# Start of Information shown

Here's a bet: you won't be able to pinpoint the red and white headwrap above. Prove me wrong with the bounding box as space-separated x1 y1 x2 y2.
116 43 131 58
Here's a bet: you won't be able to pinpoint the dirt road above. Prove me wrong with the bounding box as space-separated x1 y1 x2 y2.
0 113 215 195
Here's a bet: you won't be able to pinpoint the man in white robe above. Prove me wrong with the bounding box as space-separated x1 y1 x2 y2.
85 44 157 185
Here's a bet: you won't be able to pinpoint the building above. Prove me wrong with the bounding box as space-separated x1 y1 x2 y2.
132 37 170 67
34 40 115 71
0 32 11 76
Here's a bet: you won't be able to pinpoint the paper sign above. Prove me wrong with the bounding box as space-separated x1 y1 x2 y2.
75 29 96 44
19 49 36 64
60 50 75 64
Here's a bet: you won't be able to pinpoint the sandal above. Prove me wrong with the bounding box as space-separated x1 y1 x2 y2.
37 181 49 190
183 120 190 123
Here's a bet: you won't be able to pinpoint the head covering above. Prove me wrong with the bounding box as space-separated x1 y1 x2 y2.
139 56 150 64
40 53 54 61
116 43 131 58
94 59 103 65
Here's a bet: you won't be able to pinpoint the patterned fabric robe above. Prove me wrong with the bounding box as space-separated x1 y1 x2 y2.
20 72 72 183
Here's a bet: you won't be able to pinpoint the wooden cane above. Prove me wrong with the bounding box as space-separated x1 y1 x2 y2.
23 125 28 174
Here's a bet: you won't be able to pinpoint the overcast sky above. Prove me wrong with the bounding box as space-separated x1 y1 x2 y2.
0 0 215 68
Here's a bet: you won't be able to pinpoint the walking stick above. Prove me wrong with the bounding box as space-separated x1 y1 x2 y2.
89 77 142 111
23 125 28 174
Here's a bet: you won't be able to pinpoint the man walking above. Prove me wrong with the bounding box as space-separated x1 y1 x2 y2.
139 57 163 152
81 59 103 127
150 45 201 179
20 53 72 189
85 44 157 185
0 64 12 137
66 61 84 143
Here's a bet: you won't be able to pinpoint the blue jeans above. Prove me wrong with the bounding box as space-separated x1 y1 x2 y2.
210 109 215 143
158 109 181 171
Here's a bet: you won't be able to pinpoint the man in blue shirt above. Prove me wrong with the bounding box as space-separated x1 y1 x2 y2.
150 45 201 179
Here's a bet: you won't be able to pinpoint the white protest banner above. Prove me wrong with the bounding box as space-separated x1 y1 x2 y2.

# End of Information shown

What is asked: Reproduce all of the records above word for word, leaving nothing out and changing nothing.

Result for this task:
Here's a bet: you won't be able to pinpoint the red and white headwrap above. Prove me wrong with the bounding box as space-separated x1 y1 x2 y2.
116 43 131 58
Here's a bet: you won't be able to pinpoint the dirt road above. Prove me wrong with the bounding box as space-separated x1 y1 x2 y2.
0 113 215 195
Here's a bet: you won't be able to pinpoint the man in white robe above. Prove me wrong with the bounding box as space-separated x1 y1 x2 y2.
85 44 157 185
Here's a bet: you won't be able to pinpoint the building above. Prove me wrong with the bounding box as space-separated x1 y1 x2 y2.
132 37 170 67
34 40 115 71
0 32 11 76
Here's a bet: you won't be able to pinpoint the paper sign above. Prove me wrong with the bounding box as space-separated x1 y1 x2 y2.
75 29 96 44
19 49 36 64
60 50 75 64
Here's a bet: you won't be able to pinpoint the sandal above. Prove me wrong with the bounding box as space-separated x1 y1 x2 y2.
37 181 49 190
183 120 190 123
Here's a bet: you won't be able to pinpoint the head covering above. Prove me wrong with the bounding box as space-separated x1 y1 x2 y2.
139 56 150 64
40 53 54 61
116 43 131 58
94 59 103 65
Here's a bet: you won't be able to pinpoint the patterned fabric robe above. Prove me wrong with the bounding box as space-separated x1 y1 x2 y2.
20 72 72 183
Here's a bet: you won't be able to pinpoint the wooden cane above. Prove me wrong with the bounding box as space-separated x1 y1 x2 y2.
23 125 28 174
Here's a bet: you won't be able to pinpoint the overcast sky above. Prove me wrong with the bounding box as space-separated x1 y1 x2 y2.
0 0 215 68
Here's a bet: you won't be able to pinpoint the walking stick above. Prove me wrong with the bounding box as space-separated x1 y1 x2 y2.
89 77 142 111
23 125 28 174
Here's a bet: you won't be able to pinpoint the man walking above. Prove me wrong with the bounding box as space-separated x1 y1 x2 y2.
139 57 163 152
81 59 103 127
150 45 201 179
20 53 72 189
85 44 157 185
0 64 12 137
66 61 84 143
Here's a bet: you won't be able to pinpoint the blue jeans above. Prove me wrong with the bounding box as space-separated x1 y1 x2 y2.
210 109 215 143
158 109 181 171
Here's a bet: you won't be able to pinpoint the man in blue shirt above. Prove me wrong with the bounding box as space-separated x1 y1 x2 y2.
150 45 201 179
Here's a bet: you won't be able to pinpoint the white protest banner above. Prove me wrong with the bounding box as space-separated x1 y1 x2 y2.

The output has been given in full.